◆ Teks yang Diberikan
________________________________________
Ini Tiga Guru besar Baru FH UMM, Kaji Keadilan Eklektik, Pidana Sosial, hingga Agraria

Author : Humas | Selasa, 06 Februari 2024 14:06 WIB
Prof. Dr. Sidik Sunaryo, M.Si., M.Hum., Prof. Dr. Tongat, M.Hum. dan Prof. Dr. Fifik Wiryani, M.Si., M.Hum. (Foto: Istimewa)

Universitas Muhammadiyah Malang (UMM) kembali menambah jumlah guru besarnya. Kali ini tiga guru besar baru dikukuhkan oleh Fakultas Hukum UMM. Mereka adalah Prof. Dr. Sidik Sunaryo, M.Si., M.Hum., Prof. Dr. Tongat, M.Hum. dan Prof. Dr. Fifik Wiryani, M.Si., M.Hum. Para guru besar yang dikukuhkan pada 7 Februari 2024 ini memiliki fokus penelitian masing-masing. Mulai dari keadilan eklektik, pidana sosial, serta hak menguasai negara dan agragria.

Misalnya saja Sidik yang mengkaji lebih dalam terkait keadilan eklektik. Menurutnya, proses peradilan seringkali menjadi ajang kontestasi memperebutkan jumlah, bukan proses untuk mengerucutkan nilai hikmah. Sementara, keadilan eklektik mengutamakan nilai hikmah di atas nilai jumlah. “Nilai hikmah itu mengandung makna ajaran, sedangkan nilai jumlah hanya sekadar menjelaskan ujaran,” jelasnya.

Baca juga : Dosen UMM Beri Tips Cara Luapkan Marah Tanpa Menyakiti Orang Lain

Saat ini, hilirisasi proses peradilan ditujukan untuk memperbanyak jumlah putusan, bukan untuk membangun nilai hikmah. Proses pemidanaan ditandai dengan jumlah bilangan yang bersifat penderitaan dan jumlah denda material yang bersifat kerugian. Sebaliknya, konsep keadilan eklektik memandang prinsip pemidanaan sebagai elaborasi nilai-nilai hikmah untuk memulihkan dan mengembalikan manusia. Utamanaya pada nilai-nilai kemanusiaan yang bersifat kesemestaan. 

Di sisi lain, dalam orasi ilmiahnya, Tongat membahas terkait pidana kerja sosial, urgensi, dan kontribusinya dalam hukum pidana Indonesia di masa mendatang. Menurutnya, ada berbagai keunggulan pidana kerja sosial ketimbang pidana perampasan kemerdekaan. Pertama, dapat menghindarkan pelaku dari dampak negatif akibat penempatan pelaku dalam lembaga, seperti stigmatisasi, interaksi negatif dengan narapidana lain, hingga dehumanisasi.
________________________________________
◆ Kutipan Catatan

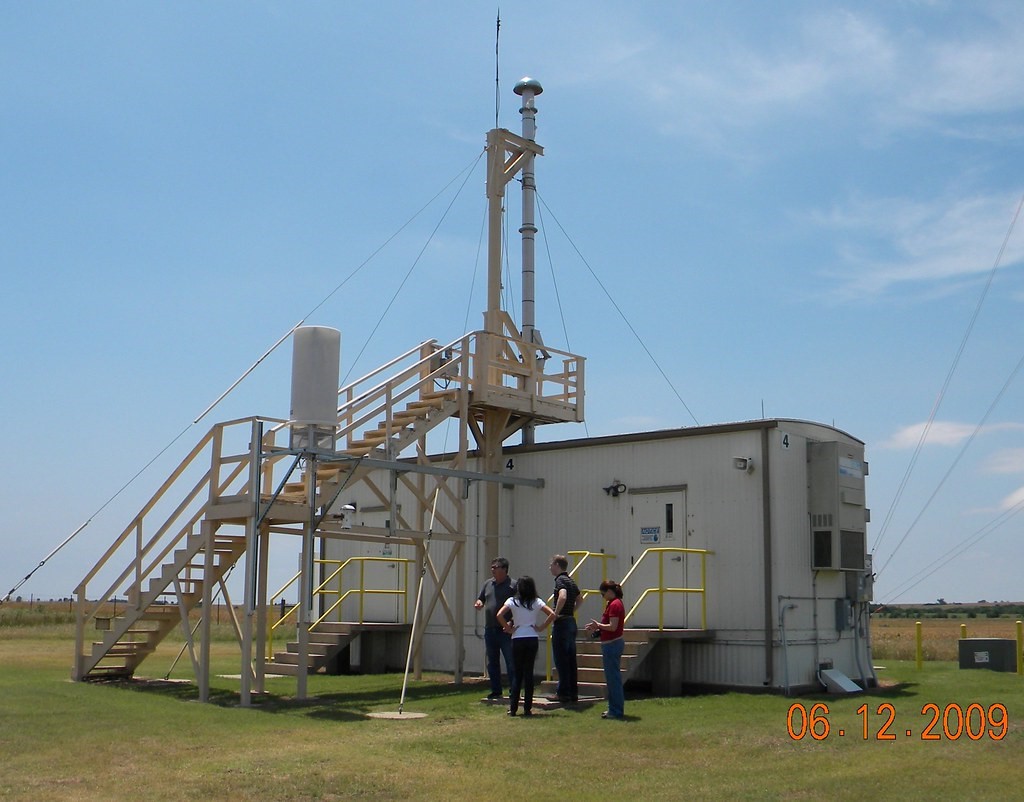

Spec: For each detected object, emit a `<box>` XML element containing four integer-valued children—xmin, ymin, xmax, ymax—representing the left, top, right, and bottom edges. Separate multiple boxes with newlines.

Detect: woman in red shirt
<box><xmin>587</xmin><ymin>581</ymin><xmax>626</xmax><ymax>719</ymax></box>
________________________________________
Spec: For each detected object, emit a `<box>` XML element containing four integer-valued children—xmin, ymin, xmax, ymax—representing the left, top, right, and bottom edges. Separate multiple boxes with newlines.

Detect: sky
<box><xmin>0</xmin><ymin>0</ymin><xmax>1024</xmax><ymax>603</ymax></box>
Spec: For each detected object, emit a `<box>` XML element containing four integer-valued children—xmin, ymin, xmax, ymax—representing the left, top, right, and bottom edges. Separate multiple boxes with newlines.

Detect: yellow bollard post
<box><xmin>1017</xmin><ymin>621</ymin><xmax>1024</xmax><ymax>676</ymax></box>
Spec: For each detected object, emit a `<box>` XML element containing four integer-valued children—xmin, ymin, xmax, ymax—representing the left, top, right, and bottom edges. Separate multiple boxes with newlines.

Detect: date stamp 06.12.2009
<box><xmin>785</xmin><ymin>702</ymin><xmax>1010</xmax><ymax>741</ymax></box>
________________________________________
◆ Petunjuk 1
Tuliskan nama lengkap beserta gelar semua guru besar baru yang disebut dalam artikel tentang guru besar baru FH UMM.
◆ Petunjuk 2
Menurut artikel tentang guru besar baru FH UMM, kapan para guru besar itu dikukuhkan?
◆ Petunjuk 3
Teruskan artikel tentang guru besar baru FH UMM, dimulai setelah kalimat terakhir yang ditampilkan.
Catatan-catatan tersebut diambil dari sumber yang berbeda.

◆ Jawaban Benar 1
Prof. Dr. Sidik Sunaryo, M.Si., M.Hum.
Prof. Dr. Tongat, M.Hum.
Prof. Dr. Fifik Wiryani, M.Si., M.Hum.

◆ Jawaban Benar 2
Mereka dikukuhkan pada 7 Februari 2024.

◆ Jawaban Benar 3
“Kedua, pidana sosial bisa mengurangi populasi penghuni lembaga koreksi. Ketiga, kerja sosial juga akan menekan biaya hidup narapidana di dalam lembaga secara signifikan dan meringankan beban masyarakat sebagai pembayar pajak,” tambahnya.

Tongat menambahkan, kelebihan yang keempat adalah memberikan manfaat yang menguntungkan bagi masyarakat berkat mobiliasi terpidana kerja sosial. Terakhir, pidana kerja sosial juga akan meringankan sekaligus membantu ekonomi keluarga. Terpidana kerja sosial tetap dapat menjalankan pekerjaannya, sehingga tetap bisa menjalankan fungsinya sebagai tulang punggung keluarga.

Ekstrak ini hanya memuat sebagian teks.